START Task input
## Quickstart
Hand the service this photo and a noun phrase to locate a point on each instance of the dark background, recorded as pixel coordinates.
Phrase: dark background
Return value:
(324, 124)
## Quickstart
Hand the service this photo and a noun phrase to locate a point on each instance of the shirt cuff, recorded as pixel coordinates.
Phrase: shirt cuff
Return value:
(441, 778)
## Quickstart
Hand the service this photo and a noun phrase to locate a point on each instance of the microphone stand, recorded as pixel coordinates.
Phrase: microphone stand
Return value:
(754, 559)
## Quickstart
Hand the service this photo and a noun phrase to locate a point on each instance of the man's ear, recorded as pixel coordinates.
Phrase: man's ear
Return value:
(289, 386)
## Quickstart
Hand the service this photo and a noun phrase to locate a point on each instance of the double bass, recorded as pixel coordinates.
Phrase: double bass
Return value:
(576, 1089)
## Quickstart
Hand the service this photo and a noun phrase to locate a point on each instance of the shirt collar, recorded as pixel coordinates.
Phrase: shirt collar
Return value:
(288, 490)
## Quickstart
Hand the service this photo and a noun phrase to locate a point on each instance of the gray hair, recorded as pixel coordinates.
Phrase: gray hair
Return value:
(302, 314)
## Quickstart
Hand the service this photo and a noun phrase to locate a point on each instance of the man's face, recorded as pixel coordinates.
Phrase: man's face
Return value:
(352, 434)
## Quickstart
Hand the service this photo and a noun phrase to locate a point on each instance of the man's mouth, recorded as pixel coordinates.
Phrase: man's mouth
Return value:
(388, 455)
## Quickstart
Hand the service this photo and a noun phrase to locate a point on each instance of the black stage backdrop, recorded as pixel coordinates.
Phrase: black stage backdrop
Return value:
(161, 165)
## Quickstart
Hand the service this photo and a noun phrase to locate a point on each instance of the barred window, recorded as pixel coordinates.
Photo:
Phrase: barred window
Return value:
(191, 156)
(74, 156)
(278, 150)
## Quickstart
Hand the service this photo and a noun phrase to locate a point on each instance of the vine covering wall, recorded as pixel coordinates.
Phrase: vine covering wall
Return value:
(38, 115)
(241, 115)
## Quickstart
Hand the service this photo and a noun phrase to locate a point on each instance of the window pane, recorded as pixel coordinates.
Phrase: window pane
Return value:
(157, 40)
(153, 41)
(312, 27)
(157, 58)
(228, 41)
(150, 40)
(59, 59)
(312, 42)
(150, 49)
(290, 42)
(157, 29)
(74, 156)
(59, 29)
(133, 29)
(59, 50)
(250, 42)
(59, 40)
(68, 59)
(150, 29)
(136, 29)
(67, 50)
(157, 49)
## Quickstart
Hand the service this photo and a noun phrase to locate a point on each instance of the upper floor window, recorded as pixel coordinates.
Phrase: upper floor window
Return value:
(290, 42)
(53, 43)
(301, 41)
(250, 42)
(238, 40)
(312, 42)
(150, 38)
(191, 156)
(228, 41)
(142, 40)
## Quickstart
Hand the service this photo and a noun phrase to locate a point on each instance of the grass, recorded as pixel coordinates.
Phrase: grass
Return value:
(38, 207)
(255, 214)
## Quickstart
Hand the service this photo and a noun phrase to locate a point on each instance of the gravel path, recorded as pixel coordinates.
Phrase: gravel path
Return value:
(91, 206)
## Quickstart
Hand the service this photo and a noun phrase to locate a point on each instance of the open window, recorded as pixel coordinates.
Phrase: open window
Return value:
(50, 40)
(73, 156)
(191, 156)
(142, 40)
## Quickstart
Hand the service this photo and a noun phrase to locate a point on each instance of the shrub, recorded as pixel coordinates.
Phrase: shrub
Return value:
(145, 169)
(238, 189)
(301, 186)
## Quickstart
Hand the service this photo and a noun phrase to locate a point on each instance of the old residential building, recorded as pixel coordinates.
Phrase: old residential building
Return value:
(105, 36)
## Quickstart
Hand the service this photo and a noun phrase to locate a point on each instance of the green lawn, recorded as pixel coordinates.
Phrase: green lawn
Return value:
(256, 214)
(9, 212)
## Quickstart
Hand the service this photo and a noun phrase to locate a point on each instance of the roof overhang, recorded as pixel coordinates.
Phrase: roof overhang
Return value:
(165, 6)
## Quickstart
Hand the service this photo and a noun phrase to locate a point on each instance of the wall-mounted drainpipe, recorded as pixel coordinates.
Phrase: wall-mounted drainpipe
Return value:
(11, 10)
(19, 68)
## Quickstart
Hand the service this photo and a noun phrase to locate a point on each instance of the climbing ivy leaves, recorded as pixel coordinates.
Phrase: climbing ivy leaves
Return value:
END Task input
→ **What you need to do**
Reproduce every entry exactly, with nothing added or dropped.

→ **Written reply**
## Quickstart
Hand the service this photo and a noun phrase to locate a point on each instance of the dark background, recorded as pixel coordinates.
Phrase: dark background
Return value:
(324, 124)
## Quickstart
Hand the service this photo and a noun phrase to locate a point on each instance of the shirt cuff, recorded as pixel coordinates.
Phrase: shirt cuff
Return value:
(441, 778)
## Quickstart
Hand the service this photo and a noun phrase to locate a point on each instance of the microphone stand, recorded as pixel coordinates.
Phrase: microphone stand
Return value:
(754, 559)
## Quickstart
Hand the service this photo and a noun phrase to locate a point on each instance of the man's ear, recorded as pixel coordinates.
Phrase: man's ear
Return value:
(289, 386)
## Quickstart
Hand the service this photo and a noun phrase to locate a point on each instance of the double bass, recorded as pixel coordinates.
Phrase: double bass
Return value:
(576, 1089)
## Quickstart
Hand the service this photo and a noun phrase to locate a point on each instance of the shirt collar, recorded as pixel coordinates.
Phrase: shirt collar
Return value:
(288, 490)
## Quickstart
Hand the service this photo and a noun phrase to locate a point on each instance of the gray hair, recorded as pixel coordinates.
Phrase: gray hair
Return value:
(302, 314)
## Quickstart
Hand the service this photo and a noun phrase to locate a point on each instance of the man's face, recorded as pixel coordinates.
Phrase: man's face
Return value:
(352, 434)
## Quickstart
Hand the service this photo and a noun phrase to locate a point on each instance of the man's mouth, recorded as pixel coordinates.
Phrase: man's mouth
Return value:
(388, 455)
## Quickstart
Hand the service this photo and a noun phrase to locate a point on each instance of the black stage backdrop, recorded as pixel coordinates.
Phrase: black stage backdrop
Return value:
(161, 165)
## Quickstart
Hand the service this photo and a noun phrase to locate a point on each instance of the barred window, recorded as pixel coordinates.
Photo:
Phrase: barred window
Return value:
(191, 156)
(74, 156)
(278, 150)
## Quickstart
Hand the service this photo and a noun phrase to locate a point on each instance of the vine covering wall, recorded as pixel coordinates.
Phrase: vine covering wall
Return value:
(38, 115)
(241, 115)
## Quickstart
Hand the service this photo and a noun phrase to locate a point on each instance of the window pane, recorded as pixel coordinates.
Phrase: window pane
Return value:
(157, 40)
(153, 41)
(312, 27)
(157, 58)
(228, 41)
(150, 40)
(59, 59)
(312, 42)
(150, 49)
(290, 42)
(157, 29)
(74, 156)
(59, 29)
(133, 29)
(59, 50)
(250, 42)
(59, 40)
(68, 59)
(150, 29)
(136, 29)
(67, 50)
(157, 49)
## Quickstart
Hand the service this photo and a noun phrase to locate a point on each instance of the upper floor window, recorded as pixel coordinates.
Phrase: upper floor window
Return value:
(290, 42)
(53, 43)
(301, 41)
(250, 42)
(238, 40)
(312, 42)
(150, 38)
(191, 156)
(228, 41)
(142, 40)
## Quickstart
Hand the service this photo and a noun phrase to locate a point on each instance of the grass, recorded as pixel coordinates.
Phrase: grass
Return value:
(38, 207)
(255, 214)
## Quickstart
Hand the service this photo and a noun phrase to locate a point on each instance of the gravel path, recorded as pixel coordinates.
Phrase: gravel path
Return value:
(91, 206)
## Quickstart
Hand the service this photo and a noun phrase to locate a point on each instance of the open window, recorded as pixel coordinates.
Phrase: open window
Return value:
(50, 40)
(73, 156)
(191, 156)
(142, 40)
## Quickstart
Hand the service this photo and a noun phrase to locate a point on each instance of the shrub, recorded as pixel coordinates.
Phrase: shrub
Return value:
(145, 169)
(238, 189)
(301, 186)
## Quickstart
Hand the service this photo and a noun phrase to locate a point on each instance of the old residential building, recorded as pixel coordinates.
Phrase: old residential building
Return value:
(105, 36)
## Quickstart
Hand the service this photo and a noun phrase to locate a point on each instance of the green lawn, recorded as pixel coordinates.
Phrase: green lawn
Return value:
(256, 214)
(9, 212)
## Quickstart
Hand the service this photo and a noun phrase to locate a point on each instance of the roof overhang, recorded as pixel coordinates.
Phrase: roof overhang
Return value:
(165, 6)
## Quickstart
Hand the service this photo and a noun phrase to locate a point on each instance of the wall-mounted drainpipe, recorded as pixel coordinates.
Phrase: wall-mounted drainpipe
Return value:
(11, 10)
(19, 68)
## Quickstart
Hand the service this photo and a noun phrase to locate a point on each instance of the climbing ivy leaves, recorded as pixel coordinates.
Phrase: climbing ivy leaves
Return value:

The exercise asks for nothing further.